*DIRECTIONS FOR THIS TASK:* Will you transcribe the entries that follow, exactly and in full?

***** EXTRACTED DATA *****

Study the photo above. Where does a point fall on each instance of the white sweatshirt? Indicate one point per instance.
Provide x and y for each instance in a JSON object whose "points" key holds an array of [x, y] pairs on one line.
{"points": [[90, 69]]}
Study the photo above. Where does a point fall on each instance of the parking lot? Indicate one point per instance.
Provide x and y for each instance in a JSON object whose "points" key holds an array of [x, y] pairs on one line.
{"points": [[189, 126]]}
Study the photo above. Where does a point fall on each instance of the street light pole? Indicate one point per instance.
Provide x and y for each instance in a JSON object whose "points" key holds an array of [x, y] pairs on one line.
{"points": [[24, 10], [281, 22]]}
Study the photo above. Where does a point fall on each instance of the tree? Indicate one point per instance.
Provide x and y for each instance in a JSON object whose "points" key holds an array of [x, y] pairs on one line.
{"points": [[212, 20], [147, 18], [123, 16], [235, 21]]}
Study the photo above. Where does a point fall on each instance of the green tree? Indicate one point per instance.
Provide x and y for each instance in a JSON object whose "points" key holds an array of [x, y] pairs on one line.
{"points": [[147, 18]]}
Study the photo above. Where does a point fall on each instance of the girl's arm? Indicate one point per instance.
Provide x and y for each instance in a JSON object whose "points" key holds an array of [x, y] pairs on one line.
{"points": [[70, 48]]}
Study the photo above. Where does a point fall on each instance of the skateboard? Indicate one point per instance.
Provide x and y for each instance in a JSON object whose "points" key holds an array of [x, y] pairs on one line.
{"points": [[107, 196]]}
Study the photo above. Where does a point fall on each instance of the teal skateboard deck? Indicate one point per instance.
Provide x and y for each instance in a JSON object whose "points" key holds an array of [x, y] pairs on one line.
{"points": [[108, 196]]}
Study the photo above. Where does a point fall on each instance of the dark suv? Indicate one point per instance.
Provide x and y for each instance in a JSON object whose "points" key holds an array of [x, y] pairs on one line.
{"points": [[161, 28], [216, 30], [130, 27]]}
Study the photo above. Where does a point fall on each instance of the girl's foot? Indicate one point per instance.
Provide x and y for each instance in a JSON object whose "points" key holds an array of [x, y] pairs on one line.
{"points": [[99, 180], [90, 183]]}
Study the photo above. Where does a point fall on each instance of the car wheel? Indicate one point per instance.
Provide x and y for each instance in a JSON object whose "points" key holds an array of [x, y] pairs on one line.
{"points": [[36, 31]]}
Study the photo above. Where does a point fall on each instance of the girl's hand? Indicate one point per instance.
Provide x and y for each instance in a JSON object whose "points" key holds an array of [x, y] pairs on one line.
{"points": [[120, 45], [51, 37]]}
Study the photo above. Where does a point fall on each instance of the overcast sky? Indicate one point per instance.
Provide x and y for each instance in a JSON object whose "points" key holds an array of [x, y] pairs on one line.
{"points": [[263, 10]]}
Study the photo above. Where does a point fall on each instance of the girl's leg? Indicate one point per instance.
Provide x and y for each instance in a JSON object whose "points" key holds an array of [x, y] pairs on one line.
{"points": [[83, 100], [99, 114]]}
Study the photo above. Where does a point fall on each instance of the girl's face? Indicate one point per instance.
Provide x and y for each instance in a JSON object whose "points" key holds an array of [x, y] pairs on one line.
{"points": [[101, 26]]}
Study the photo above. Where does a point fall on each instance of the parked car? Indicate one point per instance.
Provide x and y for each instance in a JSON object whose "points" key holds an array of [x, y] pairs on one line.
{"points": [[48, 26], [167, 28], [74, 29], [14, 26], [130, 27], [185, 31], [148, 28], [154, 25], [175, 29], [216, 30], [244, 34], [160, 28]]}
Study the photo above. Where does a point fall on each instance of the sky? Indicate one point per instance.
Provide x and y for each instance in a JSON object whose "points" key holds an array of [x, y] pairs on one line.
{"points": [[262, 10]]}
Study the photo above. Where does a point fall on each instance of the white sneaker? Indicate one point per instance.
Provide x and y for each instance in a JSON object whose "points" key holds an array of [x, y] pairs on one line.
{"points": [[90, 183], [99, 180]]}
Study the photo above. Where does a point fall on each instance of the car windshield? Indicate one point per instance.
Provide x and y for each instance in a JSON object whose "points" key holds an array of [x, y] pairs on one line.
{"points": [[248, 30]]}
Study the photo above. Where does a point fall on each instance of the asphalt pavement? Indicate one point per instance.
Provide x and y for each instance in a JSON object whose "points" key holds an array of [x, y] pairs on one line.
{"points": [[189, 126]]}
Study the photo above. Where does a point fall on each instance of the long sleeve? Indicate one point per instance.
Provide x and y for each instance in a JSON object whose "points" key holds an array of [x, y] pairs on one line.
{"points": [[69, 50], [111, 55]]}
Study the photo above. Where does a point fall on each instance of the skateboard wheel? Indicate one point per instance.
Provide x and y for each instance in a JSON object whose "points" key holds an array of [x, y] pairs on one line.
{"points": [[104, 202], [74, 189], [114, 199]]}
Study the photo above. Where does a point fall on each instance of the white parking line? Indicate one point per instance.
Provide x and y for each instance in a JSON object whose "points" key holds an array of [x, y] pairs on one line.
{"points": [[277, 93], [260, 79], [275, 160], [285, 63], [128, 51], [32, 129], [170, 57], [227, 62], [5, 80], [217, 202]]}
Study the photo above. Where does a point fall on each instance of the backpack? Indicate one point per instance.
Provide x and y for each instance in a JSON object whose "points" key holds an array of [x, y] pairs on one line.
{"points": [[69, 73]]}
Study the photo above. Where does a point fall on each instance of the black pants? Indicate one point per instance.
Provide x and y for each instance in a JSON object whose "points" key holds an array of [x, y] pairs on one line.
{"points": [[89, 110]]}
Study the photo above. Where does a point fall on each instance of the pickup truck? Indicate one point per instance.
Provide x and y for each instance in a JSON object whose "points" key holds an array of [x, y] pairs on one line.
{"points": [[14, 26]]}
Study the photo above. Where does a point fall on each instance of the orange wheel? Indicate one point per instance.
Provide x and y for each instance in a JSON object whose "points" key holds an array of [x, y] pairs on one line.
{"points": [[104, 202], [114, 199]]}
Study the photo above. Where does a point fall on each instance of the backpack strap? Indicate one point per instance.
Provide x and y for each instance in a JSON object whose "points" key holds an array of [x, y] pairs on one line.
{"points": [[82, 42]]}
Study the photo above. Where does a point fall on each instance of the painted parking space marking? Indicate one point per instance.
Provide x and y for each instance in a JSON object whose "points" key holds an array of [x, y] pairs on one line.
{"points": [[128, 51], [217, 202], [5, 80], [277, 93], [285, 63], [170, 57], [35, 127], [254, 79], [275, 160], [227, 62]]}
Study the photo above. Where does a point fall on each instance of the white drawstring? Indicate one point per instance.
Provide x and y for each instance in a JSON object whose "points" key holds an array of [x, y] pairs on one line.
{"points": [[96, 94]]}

*****

*RESPONSE FOR THIS EXERCISE:*
Study the photo above. Where does a point fall on each instance of the white sweatshirt? Indicate one point per instance.
Provide x and y for each instance in a JSON object whose "points" key holds an array of [x, y] pairs on one line.
{"points": [[90, 69]]}
Study the photo above. Where does a point fall on each instance of the parking lot? Indicate one point per instance.
Provide x and y for each instance in a JSON object whose "points" key holds an array of [x, y] pairs on one line.
{"points": [[189, 126]]}
Study the photo above. Where does a point fall on each instance of the street light pole? Indicate one point per instance.
Provide x and y for each instance in a JSON object whose "points" key holds an array of [x, y] pairs on one line.
{"points": [[24, 10], [281, 22]]}
Study the photo above. Where does a point fall on each instance of the tree? Indicate one point per instance.
Provide x and y for each instance in a JSON object whose "points" key holds an array of [x, y] pairs on one line.
{"points": [[212, 20], [147, 18], [123, 16], [235, 21]]}
Study the photo above. Where does a point fall on each instance of the green tree? Indicate one point per instance.
Provide x and y for each instance in a JSON object whose "points" key holds an array of [x, y] pairs on one line.
{"points": [[147, 18]]}
Study the photo above. Where does a point fall on each instance of the girl's arm? Indicate one point per instance.
Provide x and y for each instance in a JSON object whose "points" key holds an array of [x, y] pairs on one line.
{"points": [[70, 48]]}
Study the photo above. Where does a point fall on each instance of the skateboard? Indicate one point per instance.
Provide x and y for each instance in a JSON object whose "points" key holds an array of [x, y] pairs on one line.
{"points": [[107, 196]]}
Study the photo above. Where does a point fall on each instance of the teal skateboard deck? Indicate one point per instance.
Provide x and y for each instance in a JSON object whose "points" key holds an array of [x, y] pairs on one line.
{"points": [[108, 196]]}
Study the photo above. Where does a point fall on each instance of the dark suv? Indicate one point per instance.
Provide x and y for each instance in a JSON object whose "points" key holds an array of [x, y] pairs on one line.
{"points": [[161, 28], [216, 30], [130, 27]]}
Study the photo above. Where does a point fall on each instance of the girl's foot? Indicate one point per instance.
Provide x and y for each instance in a JSON object whose "points" key holds an array of [x, y] pairs on one line.
{"points": [[99, 180], [90, 183]]}
Study the photo above. Where does a point fall on each instance of the car wheel? Indicate one point per instance.
Provide x and y for each instance in a JSON object whose "points" key holds an array of [x, y] pairs on one line.
{"points": [[36, 31]]}
Study the photo above. Where does a point fall on each instance of the girl's hand? Indicate one point per instance.
Provide x and y for each instance in a JSON object whose "points" key holds an array of [x, y] pairs on one line.
{"points": [[120, 45], [51, 37]]}
Study the photo above. Where does a point fall on each instance of the overcast sky? Indicate one point per instance.
Provide x and y for each instance in a JSON object whose "points" key holds an array of [x, y] pairs on one line.
{"points": [[263, 10]]}
Study the photo above. Where does a point fall on each instance of the girl's leg? Indicate one point per instance.
Provide x and y for each instance in a JSON object whose "points" key holds an array of [x, y] pairs on one line.
{"points": [[83, 100], [99, 114]]}
Study the photo above. Where does a point fall on each instance of the girl's face? Indicate one point per instance.
Provide x and y for each instance in a JSON object whose "points" key holds an array of [x, y] pairs on one line.
{"points": [[101, 26]]}
Study the photo above. Where does a point fall on each instance of the parked car? Indicate one point per instance.
Provide x and y for each instance in a JSON object whose "points" key holds an array of [x, y] pairs on one line.
{"points": [[48, 26], [167, 28], [74, 29], [14, 26], [130, 27], [185, 31], [148, 28], [154, 25], [175, 29], [216, 30], [244, 34], [160, 28]]}
Study the photo above. Where does a point fall on each instance of the sky? Indicate one point per instance.
Provide x and y for each instance in a JSON object whose "points" key holds an array of [x, y] pairs on one line.
{"points": [[262, 10]]}
Study the photo above. Where does a point fall on each instance of the white sneaker? Indicate one point per instance.
Provide x and y for each instance in a JSON object whose "points" key holds an array of [x, y] pairs on one line.
{"points": [[90, 183], [99, 180]]}
Study the photo above. Where does a point fall on each instance of the car windshield? Indicate one point per instance.
Provide x and y for each instance in a JSON object whose "points" key holds an array of [x, y] pairs on one line.
{"points": [[248, 30]]}
Study the photo above. Where does a point fall on each instance of the asphalt pavement? Indicate one point per instance.
Provide x and y for each instance in a JSON object whose "points" key holds an array of [x, y] pairs on one line.
{"points": [[189, 126]]}
Study the photo above. Where does a point fall on each instance of the long sleeve? Indicate one point per instance.
Provide x and y for each instance in a JSON object whose "points" key holds an array of [x, y] pairs on one line.
{"points": [[69, 50], [111, 55]]}
Study the photo above. Where does a point fall on each instance of the skateboard wheel? Indicate one point per instance.
Provide x and y for each instance in a JSON object whose "points" key holds an array of [x, y] pairs on one line.
{"points": [[104, 202], [74, 189], [114, 199]]}
Study the photo above. Where does a point fall on each instance of the white parking line? Indicate one point per instance.
Provide x and y for each instance in a JSON object whose "points" key holds an array of [x, y] pairs on one line.
{"points": [[277, 93], [260, 79], [275, 160], [285, 63], [128, 51], [32, 129], [170, 57], [227, 62], [5, 80], [217, 202]]}
Study the photo above. Where does a point fall on each instance of the backpack? Indicate one point per instance.
Provide x and y for each instance in a JSON object whose "points" key holds an array of [x, y] pairs on one line.
{"points": [[69, 73]]}
Study the photo above. Where does a point fall on each instance of the black pants? Indicate one point per instance.
Provide x and y for each instance in a JSON object whose "points" key holds an array of [x, y] pairs on one line.
{"points": [[89, 110]]}
Study the photo above. Where does a point fall on each instance of the pickup truck? Indicate one point per instance.
Provide x and y for each instance in a JSON object whose "points" key holds an array of [x, y] pairs on one line.
{"points": [[14, 26]]}
Study the photo above. Where does a point fall on each instance of the orange wheel? Indicate one point per instance.
Provide x and y for each instance in a JSON object whose "points" key holds an array of [x, y] pairs on one line.
{"points": [[104, 202], [114, 199]]}
Study the photo above. Where does a point fall on each instance of the backpack strap? Indicate one point per instance.
Provide x and y for each instance in a JSON object whose "points" key holds an array of [x, y] pairs on one line.
{"points": [[82, 42]]}
Study the photo above. Where does a point fall on each instance of the painted parking space marking? Indicate one point per instance.
Provide x and y for each instance in a JSON object whose "points" key holds an array of [x, y] pairs on one line.
{"points": [[128, 51], [217, 202], [5, 80], [277, 93], [285, 63], [170, 57], [35, 127], [254, 79], [275, 160], [227, 62]]}
Study the photo above. Where does a point fall on each instance of the white drawstring? Indicate one point per instance.
Provide x and y for each instance in a JSON object whose "points" key holds an array of [x, y] pairs on one line.
{"points": [[96, 94]]}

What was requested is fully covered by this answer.